- **Task statement**:
Provide an exact transcription of all the records.

- **Dataset records**:
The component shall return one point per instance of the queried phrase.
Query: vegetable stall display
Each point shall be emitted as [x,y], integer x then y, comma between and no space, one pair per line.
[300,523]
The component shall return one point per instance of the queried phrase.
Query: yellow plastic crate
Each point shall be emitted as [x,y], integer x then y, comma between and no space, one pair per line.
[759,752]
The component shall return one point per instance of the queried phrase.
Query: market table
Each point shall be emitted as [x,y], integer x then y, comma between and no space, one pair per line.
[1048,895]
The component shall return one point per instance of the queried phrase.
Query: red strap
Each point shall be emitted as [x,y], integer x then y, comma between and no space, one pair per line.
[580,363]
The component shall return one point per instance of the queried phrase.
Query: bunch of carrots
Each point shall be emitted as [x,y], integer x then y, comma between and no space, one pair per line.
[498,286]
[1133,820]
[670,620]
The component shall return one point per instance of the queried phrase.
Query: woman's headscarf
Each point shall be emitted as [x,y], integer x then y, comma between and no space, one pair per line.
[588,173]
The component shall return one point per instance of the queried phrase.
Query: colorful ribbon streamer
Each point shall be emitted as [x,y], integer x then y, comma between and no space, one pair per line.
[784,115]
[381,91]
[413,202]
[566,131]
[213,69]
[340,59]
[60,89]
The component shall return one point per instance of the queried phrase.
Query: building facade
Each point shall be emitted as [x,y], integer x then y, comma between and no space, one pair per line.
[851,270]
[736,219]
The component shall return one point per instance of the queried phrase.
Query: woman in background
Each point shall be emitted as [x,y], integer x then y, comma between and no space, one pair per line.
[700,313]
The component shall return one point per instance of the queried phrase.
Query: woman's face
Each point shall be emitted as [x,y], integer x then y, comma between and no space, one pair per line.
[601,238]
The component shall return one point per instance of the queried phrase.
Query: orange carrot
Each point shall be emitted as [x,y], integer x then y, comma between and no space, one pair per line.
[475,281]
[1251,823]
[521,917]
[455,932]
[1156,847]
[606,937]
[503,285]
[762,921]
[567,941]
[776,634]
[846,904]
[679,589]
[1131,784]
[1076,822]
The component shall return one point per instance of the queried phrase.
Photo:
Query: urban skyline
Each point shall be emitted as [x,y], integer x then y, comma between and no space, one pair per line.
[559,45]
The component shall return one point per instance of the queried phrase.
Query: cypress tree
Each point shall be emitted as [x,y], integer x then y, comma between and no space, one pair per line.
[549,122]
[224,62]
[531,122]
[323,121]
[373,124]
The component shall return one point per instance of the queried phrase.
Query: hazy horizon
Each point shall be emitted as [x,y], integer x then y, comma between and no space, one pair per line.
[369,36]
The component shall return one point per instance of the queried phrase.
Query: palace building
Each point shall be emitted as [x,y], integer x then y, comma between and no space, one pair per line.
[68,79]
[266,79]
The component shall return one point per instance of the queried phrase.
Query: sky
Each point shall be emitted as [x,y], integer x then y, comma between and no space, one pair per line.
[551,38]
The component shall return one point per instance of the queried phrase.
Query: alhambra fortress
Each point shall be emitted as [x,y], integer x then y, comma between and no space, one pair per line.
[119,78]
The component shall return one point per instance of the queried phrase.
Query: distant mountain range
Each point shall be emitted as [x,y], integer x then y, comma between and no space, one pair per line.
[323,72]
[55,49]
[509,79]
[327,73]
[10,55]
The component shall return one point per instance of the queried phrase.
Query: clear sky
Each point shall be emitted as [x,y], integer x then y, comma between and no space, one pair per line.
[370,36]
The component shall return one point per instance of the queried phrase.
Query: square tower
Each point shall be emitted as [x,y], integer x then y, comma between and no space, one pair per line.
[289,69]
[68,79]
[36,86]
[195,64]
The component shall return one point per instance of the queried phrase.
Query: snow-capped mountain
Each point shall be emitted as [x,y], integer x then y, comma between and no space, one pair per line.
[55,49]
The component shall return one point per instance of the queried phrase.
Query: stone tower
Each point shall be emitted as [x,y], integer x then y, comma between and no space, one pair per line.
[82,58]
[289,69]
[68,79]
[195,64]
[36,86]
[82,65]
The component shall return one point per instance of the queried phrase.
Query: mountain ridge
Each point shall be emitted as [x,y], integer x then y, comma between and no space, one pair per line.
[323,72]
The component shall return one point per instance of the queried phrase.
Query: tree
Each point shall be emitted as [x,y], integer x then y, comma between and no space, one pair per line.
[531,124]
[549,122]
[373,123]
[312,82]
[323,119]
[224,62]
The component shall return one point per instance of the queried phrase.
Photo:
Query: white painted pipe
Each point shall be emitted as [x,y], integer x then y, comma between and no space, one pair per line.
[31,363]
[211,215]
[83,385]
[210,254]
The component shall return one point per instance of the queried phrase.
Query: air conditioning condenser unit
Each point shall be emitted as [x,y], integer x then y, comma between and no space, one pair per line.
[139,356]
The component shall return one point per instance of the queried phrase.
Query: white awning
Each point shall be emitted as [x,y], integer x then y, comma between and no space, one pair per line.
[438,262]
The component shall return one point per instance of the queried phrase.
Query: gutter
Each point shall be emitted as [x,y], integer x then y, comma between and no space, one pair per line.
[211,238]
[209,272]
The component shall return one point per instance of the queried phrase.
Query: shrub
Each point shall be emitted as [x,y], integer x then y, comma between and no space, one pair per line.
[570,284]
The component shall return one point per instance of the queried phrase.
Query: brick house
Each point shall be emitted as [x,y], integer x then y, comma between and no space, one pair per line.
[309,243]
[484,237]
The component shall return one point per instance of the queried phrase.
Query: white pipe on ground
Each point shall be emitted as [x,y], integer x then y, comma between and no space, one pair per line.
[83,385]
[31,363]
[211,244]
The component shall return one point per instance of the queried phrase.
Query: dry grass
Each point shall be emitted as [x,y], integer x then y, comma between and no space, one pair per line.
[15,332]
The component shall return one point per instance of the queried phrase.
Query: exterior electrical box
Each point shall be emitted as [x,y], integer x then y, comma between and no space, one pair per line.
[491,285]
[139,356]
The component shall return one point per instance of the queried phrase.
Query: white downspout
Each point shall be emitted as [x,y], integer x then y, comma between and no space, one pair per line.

- **Correct output**:
The component shall return one point per instance of the queried phrase.
Query: vegetable stall display
Each point shall be emitted as [x,y], integer x then y, comma between and no space, one pair per line.
[300,523]
The component shall return one point per instance of the queried phrase.
Query: yellow plastic crate
Each point shall be emitted as [x,y], integer x then y, comma between and no space, one pair per line.
[759,752]
The component shall return one point per instance of the queried phrase.
Query: market table
Each point shall be emitted as [x,y], integer x then y, comma between and no space, one pair per line.
[1048,895]
The component shall return one point per instance of the queried phrase.
Query: red strap
Each point shall be emitted as [x,y], integer x then y, comma between and no space, one pair per line.
[580,363]
The component shall return one point per instance of the queried phrase.
Query: bunch of carrots
Each point shall be emitted as [x,y], integer x then y, comma between and no space, one pair per line.
[498,286]
[1133,820]
[670,620]
The component shall return one point per instance of the queried phrase.
Query: woman's headscarf
Each point shall be emitted as [x,y], integer x then y, comma between and no space, one pair per line.
[588,173]
The component shall return one point per instance of the queried phrase.
Query: colorful ribbon streamer
Each point shall be emitted as [x,y], integer x then y, comma between and no space, one pair per line.
[784,115]
[381,91]
[413,202]
[566,131]
[213,69]
[340,59]
[60,89]
The component shall return one point per instance of the queried phrase.
Query: building facade
Each point shall be emitted as [x,y], integer x then y, comma between and no space, one pair per line.
[851,270]
[736,219]
The component shall return one point per instance of the queried phrase.
Query: woman in background
Each point shall be emitted as [x,y], integer x then y, comma between and no space, one pair per line.
[700,313]
The component shall return one point per instance of the queried phrase.
Query: woman's face
Each point shall be emitted as [x,y], integer x then y, comma between and no space, one pair per line.
[601,238]
The component shall return one point per instance of the queried phrase.
Query: orange carrot
Each point shall be emitted as [x,y], integer x then y, comma between and no space, one pair per line.
[475,281]
[1251,823]
[521,917]
[455,932]
[1156,847]
[606,937]
[503,285]
[762,921]
[567,941]
[776,634]
[846,904]
[679,589]
[1131,784]
[1076,822]
The component shall return one point per instance of the queried phrase.
Photo:
Query: urban skyline
Each point shall be emitted as [x,y], integer x then y, comma between and no space, one pair per line.
[559,45]
The component shall return one point per instance of the queried phrase.
Query: cypress tree
Each point shall be emitted as [x,y], integer x then y, comma between and no space, one pair per line.
[549,122]
[224,62]
[531,122]
[323,121]
[373,124]
The component shall return one point per instance of the queried phrase.
Query: hazy horizon
Each point shall be emitted as [x,y], integer x then y, comma between and no space, one pair per line.
[369,36]
The component shall return one point per instance of the queried phrase.
Query: palace building
Each point shall be emitted as [x,y], integer x then y, comma between and no space, one pair per line.
[68,79]
[266,79]
The component shall return one point per instance of the queried phrase.
Query: sky
Each point shall be emitted as [x,y], integer x then y, comma between and no space, one pair per line.
[551,38]
The component shall return one point per instance of the queried phrase.
Query: alhambra fortress
Each point shall be emitted as [x,y], integer x then y, comma between and no space, one pair per line.
[119,78]
The component shall return one point per instance of the queried phrase.
Query: distant mountain range
Each point shall be emitted as [x,y], integer x then y, comma between and no space, one pair per line.
[323,72]
[55,49]
[509,79]
[327,73]
[10,55]
The component shall return one point per instance of the queried phrase.
Query: clear sky
Each point shall be emitted as [x,y], integer x then y, comma between and no space, one pair per line.
[370,36]
The component shall return one point per instance of the queried phrase.
Query: square tower
Each point shall be emitted as [x,y], integer x then y, comma between and no space, one pair per line.
[289,69]
[68,79]
[36,86]
[195,64]
The component shall return one point per instance of the queried phrase.
Query: snow-capped mountain
Each point shall be emitted as [x,y], integer x then y, comma between and no space, one pair per line.
[55,49]
The component shall return one point per instance of the queried phrase.
Query: stone tower
Each point shall be emitted as [x,y], integer x then y, comma between and no space, one pair per line.
[82,58]
[289,69]
[68,79]
[195,64]
[36,86]
[82,65]
The component shall return one point per instance of the queried phrase.
Query: mountain ridge
Each point shall be emitted as [x,y], integer x then y, comma between and no space, one pair per line.
[323,72]
The component shall return one point per instance of the queried phrase.
Query: tree
Each point shall be emitted as [x,y], integer x then y, comma between and no space, one pair per line.
[531,124]
[549,122]
[373,123]
[312,82]
[323,119]
[224,62]
The component shall return one point per instance of the queried phrase.
Photo:
Query: white painted pipe
Each point shall be emitted as [x,y], integer x then y, comma between and no space, one pair per line.
[31,363]
[211,215]
[83,385]
[210,254]
The component shall return one point per instance of the queried phrase.
Query: air conditioning condenser unit
Each point shall be emitted as [x,y], integer x then y, comma between and no space, one pair per line.
[139,356]
The component shall return one point per instance of the queried phrase.
Query: white awning
Each point shall be emitted as [x,y], integer x then y, comma between and no space, one pair per line.
[438,262]
The component shall return one point per instance of the queried phrase.
Query: gutter
Each point shall be emitted as [x,y], integer x then y, comma between and no space, one pair per line.
[211,238]
[209,272]
The component shall return one point per instance of the queried phrase.
Query: shrub
Each point shall be emitted as [x,y], integer x then y, comma between and no space, one pair per line.
[570,284]
The component shall return one point per instance of the queried phrase.
Query: brick house
Each point shall be emitted as [x,y], integer x then y, comma between and no space, one pair per line.
[309,243]
[484,237]
The component shall return one point per instance of the queried phrase.
Query: white pipe on ground
Each point shall be emitted as [x,y], integer x then y, comma between and no space, one pair per line.
[83,385]
[31,363]
[211,244]
The component shall return one point per instance of the queried phrase.
Query: dry grass
Each point shall be emitted as [x,y], integer x then y, comma between and no space, one pair per line.
[15,332]
The component shall return one point per instance of the queried phrase.
Query: exterior electrical box
Each point shall be emitted as [x,y], integer x then y, comma between and no space, one pair per line.
[491,285]
[139,356]
The component shall return one point per instance of the queried phrase.
Query: white downspout
Each point shall be emitted as [x,y], integer x then y, comma between and no space, one pair per line.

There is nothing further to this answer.